Spatial localization data:
___
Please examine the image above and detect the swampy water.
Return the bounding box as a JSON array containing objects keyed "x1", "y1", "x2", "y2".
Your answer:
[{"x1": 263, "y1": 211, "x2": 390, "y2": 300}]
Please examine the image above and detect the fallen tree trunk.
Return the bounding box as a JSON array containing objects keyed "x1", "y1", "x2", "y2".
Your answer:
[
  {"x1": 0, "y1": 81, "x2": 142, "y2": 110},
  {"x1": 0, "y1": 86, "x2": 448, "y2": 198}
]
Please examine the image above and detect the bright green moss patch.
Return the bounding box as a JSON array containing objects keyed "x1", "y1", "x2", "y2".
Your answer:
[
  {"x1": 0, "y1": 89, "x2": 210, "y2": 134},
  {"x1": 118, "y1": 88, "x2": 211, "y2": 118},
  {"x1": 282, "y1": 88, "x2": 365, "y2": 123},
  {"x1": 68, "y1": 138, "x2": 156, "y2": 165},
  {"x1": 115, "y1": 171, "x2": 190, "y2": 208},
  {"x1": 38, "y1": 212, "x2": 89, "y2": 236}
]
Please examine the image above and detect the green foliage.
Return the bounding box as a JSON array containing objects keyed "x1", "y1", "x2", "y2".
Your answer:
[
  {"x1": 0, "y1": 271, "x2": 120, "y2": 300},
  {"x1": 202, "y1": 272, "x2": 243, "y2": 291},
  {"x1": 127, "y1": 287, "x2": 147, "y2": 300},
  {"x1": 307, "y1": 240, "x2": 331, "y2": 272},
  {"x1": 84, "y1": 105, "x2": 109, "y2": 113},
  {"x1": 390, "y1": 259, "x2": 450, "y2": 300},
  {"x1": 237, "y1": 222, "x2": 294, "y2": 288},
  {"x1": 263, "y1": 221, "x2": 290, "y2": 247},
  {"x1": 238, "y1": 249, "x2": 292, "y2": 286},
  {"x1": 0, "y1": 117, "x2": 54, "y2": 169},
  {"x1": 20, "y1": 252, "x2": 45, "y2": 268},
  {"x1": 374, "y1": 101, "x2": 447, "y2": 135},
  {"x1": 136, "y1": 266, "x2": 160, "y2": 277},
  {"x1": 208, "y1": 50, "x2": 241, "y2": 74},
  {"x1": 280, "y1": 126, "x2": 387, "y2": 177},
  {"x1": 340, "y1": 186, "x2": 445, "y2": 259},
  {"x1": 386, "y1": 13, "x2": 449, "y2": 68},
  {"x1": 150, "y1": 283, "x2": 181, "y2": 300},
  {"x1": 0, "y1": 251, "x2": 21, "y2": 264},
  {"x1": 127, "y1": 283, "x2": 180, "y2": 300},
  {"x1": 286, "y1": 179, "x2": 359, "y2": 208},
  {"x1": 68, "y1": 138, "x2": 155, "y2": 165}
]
___
EXERCISE PROMPT:
Print each line above exactly as it stands.

ANSWER:
Please examine the image above and detect the swampy water.
Return the bounding box as a JSON array containing objects keyed "x1", "y1", "x2", "y2".
Your answer:
[{"x1": 263, "y1": 211, "x2": 390, "y2": 300}]
Please examine the image above and detect the fallen tree trunk.
Return the bounding box as a JSON array containing objects keyed "x1", "y1", "x2", "y2".
Your answer:
[
  {"x1": 0, "y1": 81, "x2": 142, "y2": 110},
  {"x1": 0, "y1": 86, "x2": 448, "y2": 198}
]
Please examine the image above and detect the bright green moss patch.
Return the bounding box as a JSON array containing objects keyed "x1", "y1", "x2", "y2".
Your answer:
[
  {"x1": 0, "y1": 89, "x2": 210, "y2": 134},
  {"x1": 118, "y1": 88, "x2": 211, "y2": 118},
  {"x1": 282, "y1": 88, "x2": 365, "y2": 123},
  {"x1": 68, "y1": 138, "x2": 156, "y2": 165},
  {"x1": 115, "y1": 171, "x2": 190, "y2": 208},
  {"x1": 38, "y1": 212, "x2": 89, "y2": 236}
]
Please examine the image above and detect the green foliage.
Return the bounding box as a JSON array containing objects keyed "x1", "y1", "x2", "y2".
Your answer:
[
  {"x1": 0, "y1": 271, "x2": 120, "y2": 300},
  {"x1": 202, "y1": 272, "x2": 243, "y2": 291},
  {"x1": 127, "y1": 287, "x2": 147, "y2": 300},
  {"x1": 307, "y1": 240, "x2": 331, "y2": 272},
  {"x1": 84, "y1": 105, "x2": 109, "y2": 113},
  {"x1": 390, "y1": 259, "x2": 450, "y2": 300},
  {"x1": 237, "y1": 222, "x2": 294, "y2": 288},
  {"x1": 263, "y1": 221, "x2": 290, "y2": 247},
  {"x1": 238, "y1": 249, "x2": 292, "y2": 286},
  {"x1": 0, "y1": 117, "x2": 54, "y2": 169},
  {"x1": 20, "y1": 252, "x2": 45, "y2": 268},
  {"x1": 374, "y1": 101, "x2": 447, "y2": 135},
  {"x1": 136, "y1": 266, "x2": 160, "y2": 277},
  {"x1": 208, "y1": 50, "x2": 241, "y2": 74},
  {"x1": 280, "y1": 126, "x2": 387, "y2": 177},
  {"x1": 340, "y1": 186, "x2": 445, "y2": 259},
  {"x1": 386, "y1": 13, "x2": 449, "y2": 68},
  {"x1": 150, "y1": 283, "x2": 181, "y2": 300},
  {"x1": 0, "y1": 251, "x2": 21, "y2": 264},
  {"x1": 127, "y1": 283, "x2": 180, "y2": 300},
  {"x1": 286, "y1": 179, "x2": 359, "y2": 208},
  {"x1": 68, "y1": 138, "x2": 155, "y2": 165}
]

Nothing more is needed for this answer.